▶ [TASK DIRECTIONS]:
Print all the data below exactly, without images.

▶ [INFORMATION]:
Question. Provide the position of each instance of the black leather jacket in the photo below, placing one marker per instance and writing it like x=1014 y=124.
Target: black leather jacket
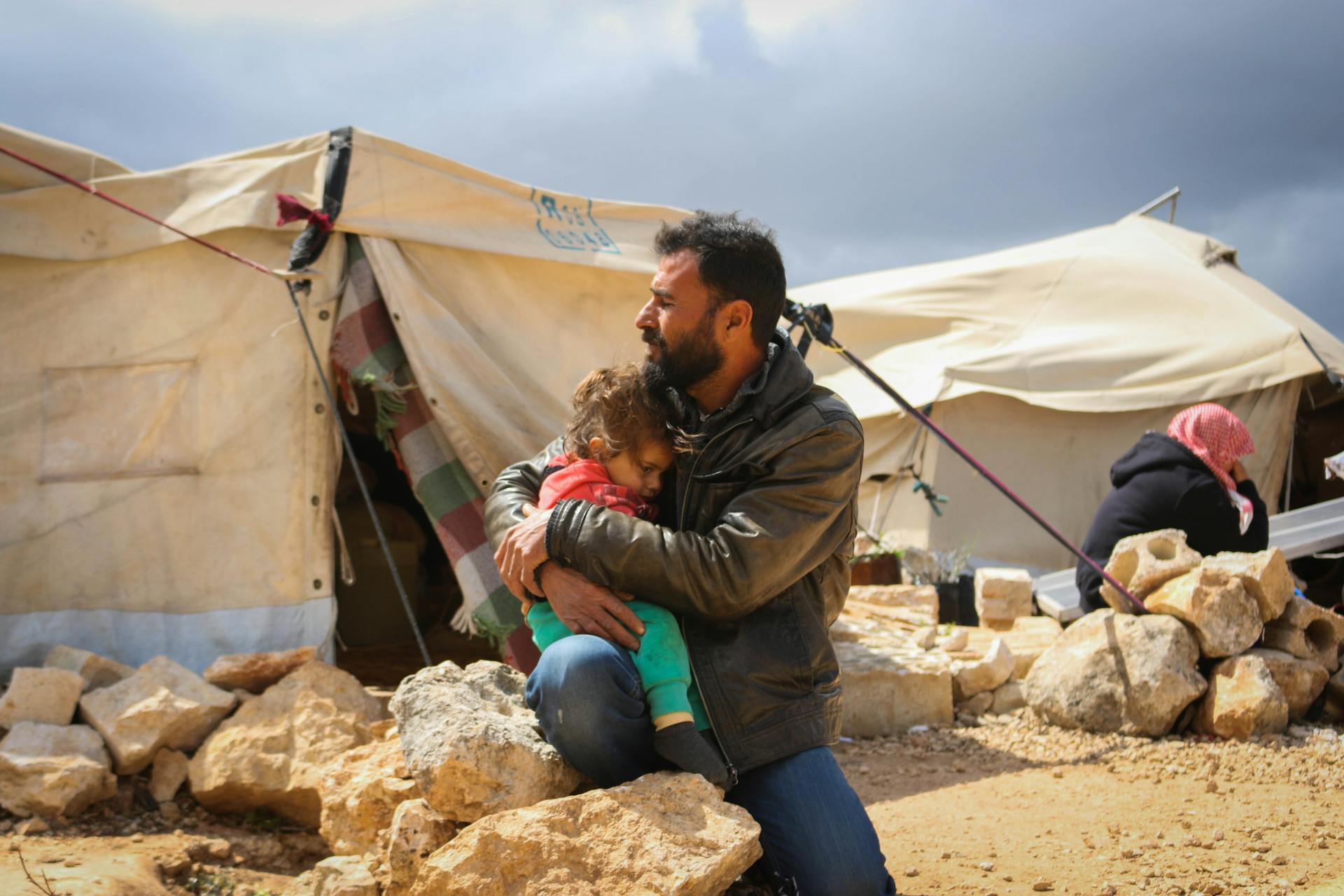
x=753 y=555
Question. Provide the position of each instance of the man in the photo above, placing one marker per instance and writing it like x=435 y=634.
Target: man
x=753 y=558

▶ [ANSWER BOX]:
Question. Provide the position of each instance of the black leather jacket in the photo below, placing one marker per instance and writing it like x=1014 y=124.
Target: black leather jacket
x=753 y=555
Question. Provide the position of each instance of the man in the photo above, placing one marker per instance and writing it like x=435 y=634.
Target: man
x=753 y=558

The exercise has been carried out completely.